Recast the stretch of the material below, from the line containing "Camera-trap review: tag the black sock" through the end of the material, as a JSON list of strings, one string per line, omitting any blank lines.

- ENTRIES
- - - - - - -

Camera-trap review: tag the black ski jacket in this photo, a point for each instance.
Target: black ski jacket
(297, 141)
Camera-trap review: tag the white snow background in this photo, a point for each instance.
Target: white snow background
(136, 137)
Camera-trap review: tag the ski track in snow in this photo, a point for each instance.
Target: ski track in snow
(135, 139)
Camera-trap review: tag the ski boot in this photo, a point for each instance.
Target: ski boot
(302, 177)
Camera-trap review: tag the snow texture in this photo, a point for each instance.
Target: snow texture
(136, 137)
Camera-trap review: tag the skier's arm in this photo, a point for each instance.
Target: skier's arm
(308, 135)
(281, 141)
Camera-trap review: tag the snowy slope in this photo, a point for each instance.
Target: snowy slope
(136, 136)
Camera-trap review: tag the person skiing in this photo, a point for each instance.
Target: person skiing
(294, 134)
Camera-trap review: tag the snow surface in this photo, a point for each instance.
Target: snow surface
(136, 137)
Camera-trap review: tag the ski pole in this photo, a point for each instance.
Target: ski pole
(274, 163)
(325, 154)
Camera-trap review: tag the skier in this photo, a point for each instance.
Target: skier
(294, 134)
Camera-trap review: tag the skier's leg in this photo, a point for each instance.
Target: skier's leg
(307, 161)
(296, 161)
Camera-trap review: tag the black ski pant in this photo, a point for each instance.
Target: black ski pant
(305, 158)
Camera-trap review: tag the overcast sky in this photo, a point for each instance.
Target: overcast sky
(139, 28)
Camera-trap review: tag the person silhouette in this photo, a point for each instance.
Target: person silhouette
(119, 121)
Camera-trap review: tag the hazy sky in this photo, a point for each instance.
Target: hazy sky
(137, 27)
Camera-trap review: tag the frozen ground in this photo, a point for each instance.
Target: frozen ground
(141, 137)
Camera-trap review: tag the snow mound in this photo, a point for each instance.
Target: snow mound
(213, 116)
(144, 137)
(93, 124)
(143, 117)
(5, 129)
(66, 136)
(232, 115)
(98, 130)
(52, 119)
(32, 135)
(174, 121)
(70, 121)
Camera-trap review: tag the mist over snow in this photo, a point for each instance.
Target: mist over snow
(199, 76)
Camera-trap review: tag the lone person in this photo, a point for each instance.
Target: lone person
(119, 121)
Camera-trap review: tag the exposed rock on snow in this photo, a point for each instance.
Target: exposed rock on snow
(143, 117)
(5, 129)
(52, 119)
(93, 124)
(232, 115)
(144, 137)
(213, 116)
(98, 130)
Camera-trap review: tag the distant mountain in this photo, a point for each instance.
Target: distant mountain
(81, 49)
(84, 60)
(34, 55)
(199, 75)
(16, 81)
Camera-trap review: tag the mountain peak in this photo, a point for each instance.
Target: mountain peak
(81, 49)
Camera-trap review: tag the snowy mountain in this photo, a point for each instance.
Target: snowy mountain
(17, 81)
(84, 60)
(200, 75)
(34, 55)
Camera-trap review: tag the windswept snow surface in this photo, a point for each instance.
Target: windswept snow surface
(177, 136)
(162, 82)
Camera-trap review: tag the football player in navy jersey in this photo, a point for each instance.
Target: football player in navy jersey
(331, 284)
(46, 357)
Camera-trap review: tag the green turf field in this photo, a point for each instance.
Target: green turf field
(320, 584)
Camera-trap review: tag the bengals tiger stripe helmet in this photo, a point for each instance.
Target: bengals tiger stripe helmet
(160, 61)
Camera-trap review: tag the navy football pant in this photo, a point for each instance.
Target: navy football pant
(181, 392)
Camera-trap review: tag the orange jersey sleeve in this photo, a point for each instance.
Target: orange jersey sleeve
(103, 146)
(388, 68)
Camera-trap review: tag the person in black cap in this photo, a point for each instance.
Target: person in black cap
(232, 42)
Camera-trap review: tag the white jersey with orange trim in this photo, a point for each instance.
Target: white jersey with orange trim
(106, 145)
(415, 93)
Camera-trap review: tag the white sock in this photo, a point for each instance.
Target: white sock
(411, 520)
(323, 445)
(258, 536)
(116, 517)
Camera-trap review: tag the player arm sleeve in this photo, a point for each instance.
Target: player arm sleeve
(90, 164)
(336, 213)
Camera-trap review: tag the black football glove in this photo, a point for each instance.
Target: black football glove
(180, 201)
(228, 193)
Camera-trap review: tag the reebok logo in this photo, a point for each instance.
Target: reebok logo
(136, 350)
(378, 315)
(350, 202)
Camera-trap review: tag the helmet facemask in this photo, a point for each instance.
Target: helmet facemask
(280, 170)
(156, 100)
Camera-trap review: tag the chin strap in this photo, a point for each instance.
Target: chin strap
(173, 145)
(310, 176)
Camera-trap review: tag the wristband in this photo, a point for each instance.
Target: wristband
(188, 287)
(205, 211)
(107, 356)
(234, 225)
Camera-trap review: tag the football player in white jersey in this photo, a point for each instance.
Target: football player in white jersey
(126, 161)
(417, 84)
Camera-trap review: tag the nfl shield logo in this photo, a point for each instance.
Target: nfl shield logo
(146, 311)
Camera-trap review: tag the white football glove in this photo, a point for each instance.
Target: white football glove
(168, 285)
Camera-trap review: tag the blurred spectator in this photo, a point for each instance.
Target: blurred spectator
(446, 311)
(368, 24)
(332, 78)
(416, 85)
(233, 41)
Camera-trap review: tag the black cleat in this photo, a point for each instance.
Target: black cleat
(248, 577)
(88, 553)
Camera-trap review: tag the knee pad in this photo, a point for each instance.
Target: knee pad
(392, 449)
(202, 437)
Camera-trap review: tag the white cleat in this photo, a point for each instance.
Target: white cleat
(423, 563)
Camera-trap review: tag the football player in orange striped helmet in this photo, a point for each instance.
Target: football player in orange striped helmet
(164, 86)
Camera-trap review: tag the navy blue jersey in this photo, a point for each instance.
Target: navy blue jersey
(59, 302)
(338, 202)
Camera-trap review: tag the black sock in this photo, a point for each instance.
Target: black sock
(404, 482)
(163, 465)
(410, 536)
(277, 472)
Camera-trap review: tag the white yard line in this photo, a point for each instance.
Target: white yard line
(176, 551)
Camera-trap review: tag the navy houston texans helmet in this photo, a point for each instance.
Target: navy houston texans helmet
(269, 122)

- - - - - - -

- OUTPUT FOR THIS TASK
[
  "Camera-trap review: tag the black sock in this photo, a point for each instance.",
  "Target: black sock",
  "(404, 482)",
  "(163, 465)",
  "(410, 536)",
  "(277, 472)",
  "Camera-trap review: tag the white yard line in this photo, a point for each instance.",
  "Target: white yard line",
  "(176, 551)",
  "Camera-trap review: tag the navy houston texans helmet in this photo, a point for each instance.",
  "Target: navy houston texans helmet",
  "(269, 122)"
]